_TASK LIST_
A. Copy the entries again word for word, beginning at the line that contains "Target: brass roundel" and running through the last line of the entries. Leave out the pictures.
B. Continue the forum thread about morality in cyberpunk from the point where it stops.

I hope this thread goes for a few days before we beat it to death because I'd like to build some sort of consensus for the next thread.

Thanos

Skeptical Clown
I kind of went with the assumption that morality in cyberpunk is heavily skewed. The essential struggle isn't between good and bad, but between humanity and technology. The protaganists of cyberpunk struggle on behalf of the human, even though the human is often dirty, profane, and imperfect. Even someone we might consider a bad guy.
Crimsondude 2.0
QUOTE (Thanos007)
Also so that I could make fun of everyone who posted plot elements and thought they were themes. smile.gif

Nice to see you're taking an interest in this as dispassionately as possible.

Black Isis
QUOTE (Skeptical Clown)
I kind of went with the assumption that morality in cyberpunk is heavily skewed. The essential struggle isn't between good and bad, but between humanity and technology. The protaganists of cyberpunk struggle on behalf of the human, even though the human is often dirty, profane, and imperfect. Even someone we might consider a bad guy.

I'm curious where you get that from exactly; Neuromancer certainly is exactly the opposite. Case is struggling for two monstrously powerful AIs (or being used by one, at the very least), and isn't really trying to do any more than get his life back (which is completely in shambles at the beginning of the story).

The classic cyberpunk motif seems to be people living outside of normal society for one reason or another, trying to make their way and being caught up in the machinations of things they don't fully understand (or at least, not until the end of the story). Technology is pervasive, everyone has to deal with it, in one way or another, but it's not always about the technology, per se. It's about the people, and how they deal with it, what they do with it, and where it goes by itself. Cyberpunk has a lot in common with the noir genre, probably more than other science fiction actually. Morality and ethics are muddled -- most characters are just doing what they have to in order to get by, but I don't know any cyberpunk protagonist who has ever really struck me as "evil" or psychopathic. They are usually at least sympathetic -- unlike some RPG campaigns I've played in, very few cyberpunk protagonists are human killing machines that give no thought to killing someone in cold blood (which isn't to say they don't do it, just that they at least realize what it is they are doing and consider it a necessity).

_STORED DATA_
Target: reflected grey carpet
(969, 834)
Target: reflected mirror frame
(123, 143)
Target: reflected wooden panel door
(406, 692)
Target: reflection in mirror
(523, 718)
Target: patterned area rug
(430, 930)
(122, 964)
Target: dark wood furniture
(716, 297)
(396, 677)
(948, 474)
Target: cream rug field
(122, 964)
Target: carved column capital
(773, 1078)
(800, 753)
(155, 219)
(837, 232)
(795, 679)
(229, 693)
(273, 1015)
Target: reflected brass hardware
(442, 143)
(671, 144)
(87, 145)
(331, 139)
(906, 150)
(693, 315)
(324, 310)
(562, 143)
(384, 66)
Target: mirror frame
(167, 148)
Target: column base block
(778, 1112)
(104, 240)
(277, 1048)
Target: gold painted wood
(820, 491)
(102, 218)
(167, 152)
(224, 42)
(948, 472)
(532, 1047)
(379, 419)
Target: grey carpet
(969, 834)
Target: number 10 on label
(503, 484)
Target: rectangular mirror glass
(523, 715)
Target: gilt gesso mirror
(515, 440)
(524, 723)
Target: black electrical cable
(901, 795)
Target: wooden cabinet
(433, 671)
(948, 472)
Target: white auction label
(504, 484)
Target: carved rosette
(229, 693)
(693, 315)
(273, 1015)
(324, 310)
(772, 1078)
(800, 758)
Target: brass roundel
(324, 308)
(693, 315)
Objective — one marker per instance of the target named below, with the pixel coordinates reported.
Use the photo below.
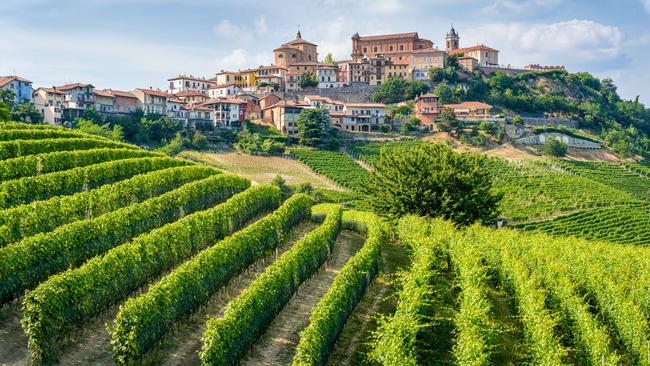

_EXPECTED RESULTS_
A.
Target: brass roundel
(324, 308)
(693, 315)
Objective — one marker per instance of the target named below, with the pixel coordinates reported.
Use the photo below.

B.
Cyberpunk is a genre, and stories within it can explore a zillion different themes within that genre, but there isn't just one or two themes that are "cyberpunk". Sure, you can have a cyberpunk universe where corporations are all that matters and nationality is meaningless. But you can have cyberpunk where nations are still important, and the protagonist is dealing with an oppressive police state (I'd certainly qualify Minority Report, the short story and the movie, as cyberpunk). You can have cyberpunk where the question is what it means to be human -- but you can have cyberpunk where that isn't a theme (I'll cite Minority Report again, but there's plenty of other examples too). Both of these are certainly valid themes, but just because they aren't there doesn't mean it's not cyberpunk.
Adam
QUOTE (Thanos007)
I hope this thread goes for a few days before we beat it to death because I'd like to build some sort of consensus for the next thread.

Any room in this thread for making fun of people who don't understand the difference between "lose" and "loose"? wink.gif
Thanos007
QUOTE
QUOTE (Thanos007)
Also so that I could make fun of everyone who posted plot elements and thought they were themes. 


Nice to see you're taking an interest in this as dispassionately as possible.


Hence the smiley. In other words I was just kidding.

QUOTE
Any room in this thread for making fun of people who don't understand the difference between "lose" and "loose"?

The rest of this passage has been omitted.